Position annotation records

--- BEGIN ---

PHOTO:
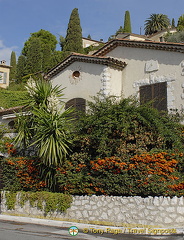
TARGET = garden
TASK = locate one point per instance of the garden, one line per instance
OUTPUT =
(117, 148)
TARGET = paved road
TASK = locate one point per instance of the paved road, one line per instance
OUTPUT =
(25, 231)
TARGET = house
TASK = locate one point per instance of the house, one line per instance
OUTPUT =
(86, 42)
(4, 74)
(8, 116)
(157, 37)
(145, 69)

--- END ---
--- BEGIN ---

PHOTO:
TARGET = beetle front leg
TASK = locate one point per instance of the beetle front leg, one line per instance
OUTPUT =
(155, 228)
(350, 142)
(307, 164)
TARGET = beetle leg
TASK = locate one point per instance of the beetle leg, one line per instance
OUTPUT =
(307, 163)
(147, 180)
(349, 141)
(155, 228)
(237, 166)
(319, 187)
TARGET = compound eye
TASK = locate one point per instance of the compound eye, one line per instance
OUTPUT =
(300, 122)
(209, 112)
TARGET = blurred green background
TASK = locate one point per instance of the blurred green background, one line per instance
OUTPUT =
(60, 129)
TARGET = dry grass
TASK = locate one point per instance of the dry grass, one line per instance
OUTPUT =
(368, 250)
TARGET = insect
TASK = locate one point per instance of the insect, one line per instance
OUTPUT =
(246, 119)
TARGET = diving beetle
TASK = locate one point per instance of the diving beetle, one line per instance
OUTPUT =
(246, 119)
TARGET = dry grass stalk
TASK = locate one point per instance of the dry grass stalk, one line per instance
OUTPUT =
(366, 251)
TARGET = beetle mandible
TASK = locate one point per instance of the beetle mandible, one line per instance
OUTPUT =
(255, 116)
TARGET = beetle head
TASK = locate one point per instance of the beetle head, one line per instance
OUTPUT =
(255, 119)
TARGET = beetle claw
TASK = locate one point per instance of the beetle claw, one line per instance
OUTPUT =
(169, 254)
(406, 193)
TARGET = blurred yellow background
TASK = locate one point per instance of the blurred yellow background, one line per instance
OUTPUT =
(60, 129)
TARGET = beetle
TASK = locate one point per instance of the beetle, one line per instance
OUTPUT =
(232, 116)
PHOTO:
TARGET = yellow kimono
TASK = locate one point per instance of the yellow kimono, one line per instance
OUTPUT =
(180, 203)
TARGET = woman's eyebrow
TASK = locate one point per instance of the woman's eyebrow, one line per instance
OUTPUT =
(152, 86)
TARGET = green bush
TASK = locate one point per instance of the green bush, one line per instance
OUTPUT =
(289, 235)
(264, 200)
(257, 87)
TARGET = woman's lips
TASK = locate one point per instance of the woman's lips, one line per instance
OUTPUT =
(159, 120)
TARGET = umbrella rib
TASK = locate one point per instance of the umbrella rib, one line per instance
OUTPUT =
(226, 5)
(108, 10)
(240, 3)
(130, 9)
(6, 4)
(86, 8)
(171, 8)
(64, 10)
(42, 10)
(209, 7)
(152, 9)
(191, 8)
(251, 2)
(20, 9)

--- END ---

## Task
How many lines in the items contain the word "head"? Reply with the number alone.

## Written answer
2